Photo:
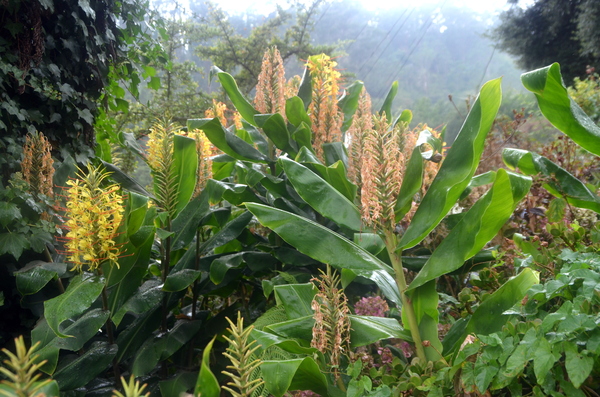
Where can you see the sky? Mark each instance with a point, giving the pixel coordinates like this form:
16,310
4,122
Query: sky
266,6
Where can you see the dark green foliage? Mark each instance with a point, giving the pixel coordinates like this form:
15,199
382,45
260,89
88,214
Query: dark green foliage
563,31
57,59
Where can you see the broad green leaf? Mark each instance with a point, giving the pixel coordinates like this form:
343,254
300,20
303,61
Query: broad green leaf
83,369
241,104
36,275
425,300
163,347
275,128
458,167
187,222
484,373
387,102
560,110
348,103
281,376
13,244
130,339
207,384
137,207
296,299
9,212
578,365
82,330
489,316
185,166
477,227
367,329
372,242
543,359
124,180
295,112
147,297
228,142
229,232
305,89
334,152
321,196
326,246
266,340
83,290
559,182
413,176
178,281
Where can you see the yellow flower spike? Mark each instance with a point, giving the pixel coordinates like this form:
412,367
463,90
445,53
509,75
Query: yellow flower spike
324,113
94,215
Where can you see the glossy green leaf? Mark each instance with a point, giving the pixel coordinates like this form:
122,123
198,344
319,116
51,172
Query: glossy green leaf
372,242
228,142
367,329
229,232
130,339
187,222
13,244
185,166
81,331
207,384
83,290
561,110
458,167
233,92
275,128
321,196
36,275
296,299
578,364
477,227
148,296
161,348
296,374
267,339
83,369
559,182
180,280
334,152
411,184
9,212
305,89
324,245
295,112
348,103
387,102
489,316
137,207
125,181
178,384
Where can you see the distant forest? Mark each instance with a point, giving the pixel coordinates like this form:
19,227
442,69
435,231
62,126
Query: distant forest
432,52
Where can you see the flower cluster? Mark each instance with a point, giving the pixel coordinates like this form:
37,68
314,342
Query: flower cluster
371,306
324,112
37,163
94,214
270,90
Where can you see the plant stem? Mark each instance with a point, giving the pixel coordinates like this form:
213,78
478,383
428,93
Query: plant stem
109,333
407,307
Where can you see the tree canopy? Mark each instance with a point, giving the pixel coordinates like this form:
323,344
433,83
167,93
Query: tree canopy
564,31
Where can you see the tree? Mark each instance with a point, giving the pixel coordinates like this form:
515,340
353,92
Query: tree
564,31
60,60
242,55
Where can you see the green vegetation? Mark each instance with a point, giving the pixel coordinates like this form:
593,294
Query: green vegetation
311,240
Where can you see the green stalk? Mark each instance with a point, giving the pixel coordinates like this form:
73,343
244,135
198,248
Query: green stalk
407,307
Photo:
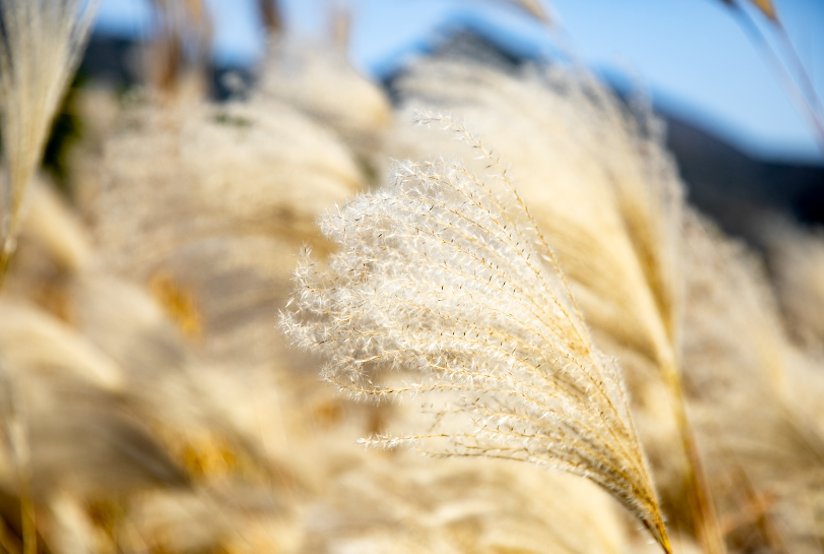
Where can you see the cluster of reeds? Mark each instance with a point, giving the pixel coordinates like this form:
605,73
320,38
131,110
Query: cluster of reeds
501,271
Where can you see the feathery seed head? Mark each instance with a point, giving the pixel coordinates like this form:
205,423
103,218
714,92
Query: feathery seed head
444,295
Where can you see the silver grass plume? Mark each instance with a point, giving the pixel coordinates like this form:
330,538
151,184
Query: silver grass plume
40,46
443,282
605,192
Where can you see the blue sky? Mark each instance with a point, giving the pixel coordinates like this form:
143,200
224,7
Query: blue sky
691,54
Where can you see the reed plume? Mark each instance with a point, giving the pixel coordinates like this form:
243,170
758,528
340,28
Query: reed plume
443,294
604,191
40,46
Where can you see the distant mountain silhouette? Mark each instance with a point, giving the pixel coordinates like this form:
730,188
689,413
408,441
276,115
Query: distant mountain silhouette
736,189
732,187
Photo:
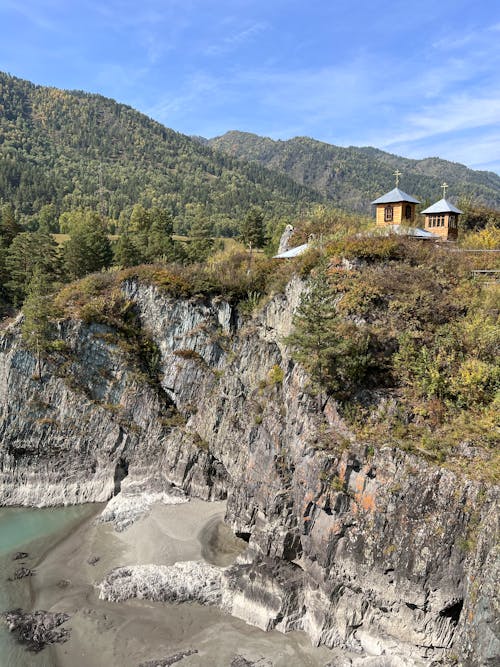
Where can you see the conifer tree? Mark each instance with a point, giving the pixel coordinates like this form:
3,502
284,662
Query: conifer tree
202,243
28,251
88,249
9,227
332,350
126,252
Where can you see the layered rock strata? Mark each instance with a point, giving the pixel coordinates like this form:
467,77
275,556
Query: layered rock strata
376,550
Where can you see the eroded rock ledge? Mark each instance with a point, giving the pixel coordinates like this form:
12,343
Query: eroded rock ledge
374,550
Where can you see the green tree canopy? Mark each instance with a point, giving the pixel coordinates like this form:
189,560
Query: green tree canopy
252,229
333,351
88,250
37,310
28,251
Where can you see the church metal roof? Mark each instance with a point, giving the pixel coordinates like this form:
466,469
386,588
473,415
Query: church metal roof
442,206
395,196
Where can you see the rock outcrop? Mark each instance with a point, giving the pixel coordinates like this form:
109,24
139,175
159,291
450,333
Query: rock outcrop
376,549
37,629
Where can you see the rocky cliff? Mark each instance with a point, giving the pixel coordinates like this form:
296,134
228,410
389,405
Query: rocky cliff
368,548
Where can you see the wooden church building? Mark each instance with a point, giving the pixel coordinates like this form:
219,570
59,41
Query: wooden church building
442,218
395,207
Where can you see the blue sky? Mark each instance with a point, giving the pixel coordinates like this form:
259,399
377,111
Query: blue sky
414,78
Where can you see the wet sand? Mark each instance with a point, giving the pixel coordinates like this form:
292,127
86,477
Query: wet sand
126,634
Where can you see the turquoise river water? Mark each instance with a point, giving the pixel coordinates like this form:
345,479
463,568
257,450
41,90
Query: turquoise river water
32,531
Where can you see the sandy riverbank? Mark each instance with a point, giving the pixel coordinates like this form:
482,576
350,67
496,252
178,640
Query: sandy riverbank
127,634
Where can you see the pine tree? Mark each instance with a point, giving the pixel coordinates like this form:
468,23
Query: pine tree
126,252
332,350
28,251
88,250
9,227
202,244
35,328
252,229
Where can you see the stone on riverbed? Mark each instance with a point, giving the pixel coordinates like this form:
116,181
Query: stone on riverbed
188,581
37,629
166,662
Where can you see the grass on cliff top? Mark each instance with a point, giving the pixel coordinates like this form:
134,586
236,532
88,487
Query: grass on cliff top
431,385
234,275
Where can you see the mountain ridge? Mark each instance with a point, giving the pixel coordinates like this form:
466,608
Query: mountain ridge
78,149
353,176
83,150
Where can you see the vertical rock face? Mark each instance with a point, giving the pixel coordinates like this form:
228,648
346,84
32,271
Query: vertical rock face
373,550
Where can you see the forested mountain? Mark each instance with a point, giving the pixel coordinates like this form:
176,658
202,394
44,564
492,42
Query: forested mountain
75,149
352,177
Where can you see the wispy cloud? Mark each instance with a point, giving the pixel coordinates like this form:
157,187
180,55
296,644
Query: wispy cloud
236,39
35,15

------------------------------------------------------------------------

Quote exactly the line containing "Where can you see the turquoise" and every later line through the end of the listing, and no other lines.

Where can you see the turquoise river water? Mark each instance with a point, giving the pixel coordinates like this form:
345,479
463,568
257,450
41,90
Query: turquoise river water
32,531
Where can you see the sandy riverbank? Mark each instance with a point, giving the pixel coordinates like this form:
482,576
350,67
496,252
178,640
Query: sandy riverbank
127,634
Where can you see the pine tree? Mark each instance with a point, giving the pixel coordinates like this form:
468,23
Query: pine tree
126,252
332,350
28,251
88,250
9,227
202,244
35,328
252,229
Where can you see the stone on riverbed? Mark each instance with a point, giving the pixel coordinates like this form:
116,181
Query: stone on riverbed
188,581
37,629
166,662
Where can you see the grass on cliff top? Mark each instance with a point, giving the pixel coordinates like this form:
134,586
236,532
88,487
Query: grass on cliff top
431,385
234,275
Where can you see the mountain ridge? Mark each instance with a point, giving the pixel coordinates like this form:
466,608
Query: mountain ridge
78,149
353,176
83,150
Where can you see the vertical rock face? Mark each instance with a point, giving the pixel coordinates like this form:
228,648
346,84
32,271
Query: vertical rock face
373,550
Where can you see the forested mountain? Mark each instance with a point, giving the pixel coordinates like this form:
176,658
202,394
44,564
492,42
Query: forested mountain
75,149
352,177
Where can you see the wispy cloud? Mark each instance with a point, giving the pixel coordinates like this form:
157,187
180,55
296,644
Query: wispy cloud
236,39
35,15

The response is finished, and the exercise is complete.